- EXERCISE
Reproduce the records from their beginning through the line that contains "[280,448,377,607]", inclusive, shifting each bounding box coordinate up by 30 and leaving all other text unchanged.

- THE INPUT
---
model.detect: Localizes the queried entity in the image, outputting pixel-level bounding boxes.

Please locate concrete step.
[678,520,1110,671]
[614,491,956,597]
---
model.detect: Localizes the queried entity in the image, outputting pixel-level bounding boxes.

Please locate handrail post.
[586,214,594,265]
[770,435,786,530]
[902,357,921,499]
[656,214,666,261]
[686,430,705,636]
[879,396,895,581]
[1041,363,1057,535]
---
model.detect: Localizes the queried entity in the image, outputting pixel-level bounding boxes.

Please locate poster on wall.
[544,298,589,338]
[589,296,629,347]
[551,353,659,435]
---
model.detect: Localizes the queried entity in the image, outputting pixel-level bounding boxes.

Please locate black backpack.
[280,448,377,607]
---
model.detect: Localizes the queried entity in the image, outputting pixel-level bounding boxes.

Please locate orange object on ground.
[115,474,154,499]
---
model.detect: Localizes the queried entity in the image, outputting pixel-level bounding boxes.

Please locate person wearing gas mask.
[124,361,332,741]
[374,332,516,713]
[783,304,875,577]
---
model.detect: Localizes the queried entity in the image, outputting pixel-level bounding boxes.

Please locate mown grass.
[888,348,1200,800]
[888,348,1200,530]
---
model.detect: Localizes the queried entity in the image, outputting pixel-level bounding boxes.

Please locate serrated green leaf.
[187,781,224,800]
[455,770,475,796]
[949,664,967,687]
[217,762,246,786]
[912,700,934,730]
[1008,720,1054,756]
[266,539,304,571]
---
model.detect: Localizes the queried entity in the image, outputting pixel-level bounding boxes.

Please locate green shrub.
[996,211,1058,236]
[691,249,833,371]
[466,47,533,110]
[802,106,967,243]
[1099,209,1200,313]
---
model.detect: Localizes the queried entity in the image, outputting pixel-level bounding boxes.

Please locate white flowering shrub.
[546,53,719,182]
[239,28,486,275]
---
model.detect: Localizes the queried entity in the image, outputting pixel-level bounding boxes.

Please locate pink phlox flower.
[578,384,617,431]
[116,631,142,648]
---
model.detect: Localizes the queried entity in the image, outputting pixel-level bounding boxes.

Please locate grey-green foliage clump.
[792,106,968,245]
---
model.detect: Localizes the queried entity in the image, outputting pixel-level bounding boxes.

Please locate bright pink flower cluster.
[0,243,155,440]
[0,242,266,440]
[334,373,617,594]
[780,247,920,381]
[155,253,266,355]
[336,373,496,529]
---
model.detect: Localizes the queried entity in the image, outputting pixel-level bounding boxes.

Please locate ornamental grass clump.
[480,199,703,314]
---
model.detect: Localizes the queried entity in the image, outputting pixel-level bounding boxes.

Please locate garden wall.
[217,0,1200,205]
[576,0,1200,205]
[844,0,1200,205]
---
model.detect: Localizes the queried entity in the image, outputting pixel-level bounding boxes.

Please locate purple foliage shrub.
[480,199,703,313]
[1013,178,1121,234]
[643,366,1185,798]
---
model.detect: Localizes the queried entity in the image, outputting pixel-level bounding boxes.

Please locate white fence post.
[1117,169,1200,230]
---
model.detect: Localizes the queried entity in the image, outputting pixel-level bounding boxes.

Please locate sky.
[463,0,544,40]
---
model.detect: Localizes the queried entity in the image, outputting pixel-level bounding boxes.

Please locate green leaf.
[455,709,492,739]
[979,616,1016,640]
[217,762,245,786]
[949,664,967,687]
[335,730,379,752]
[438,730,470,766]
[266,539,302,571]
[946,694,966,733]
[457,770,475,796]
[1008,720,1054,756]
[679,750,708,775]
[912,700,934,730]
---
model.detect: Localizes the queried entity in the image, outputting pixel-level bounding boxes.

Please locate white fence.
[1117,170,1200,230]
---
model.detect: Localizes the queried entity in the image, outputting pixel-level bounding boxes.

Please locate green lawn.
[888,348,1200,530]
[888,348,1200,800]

- COMPLETED EXERCISE
---
model.detect: Localizes the queried entity in the image, outputting pixel-level bounding boxes.

Please locate concrete step.
[708,550,1140,701]
[644,521,986,627]
---
model.detect: Localizes the queried entity in the image, outputting pixel-level bounding boxes.

Please locate handrail post.
[616,244,624,295]
[800,465,816,560]
[932,387,951,529]
[686,244,696,291]
[716,460,735,666]
[909,426,925,611]
[1071,393,1087,565]
---
model.detect: Localizes the queried entity in the image, outputting pixel-level bounding boxes.

Please locate poster on wall.
[574,328,619,368]
[619,326,659,377]
[581,383,689,465]
---
model.detect: Localizes the queried entity in the image, outputting pixel-level bounding boxes.

Please locate black backpack.
[310,478,407,637]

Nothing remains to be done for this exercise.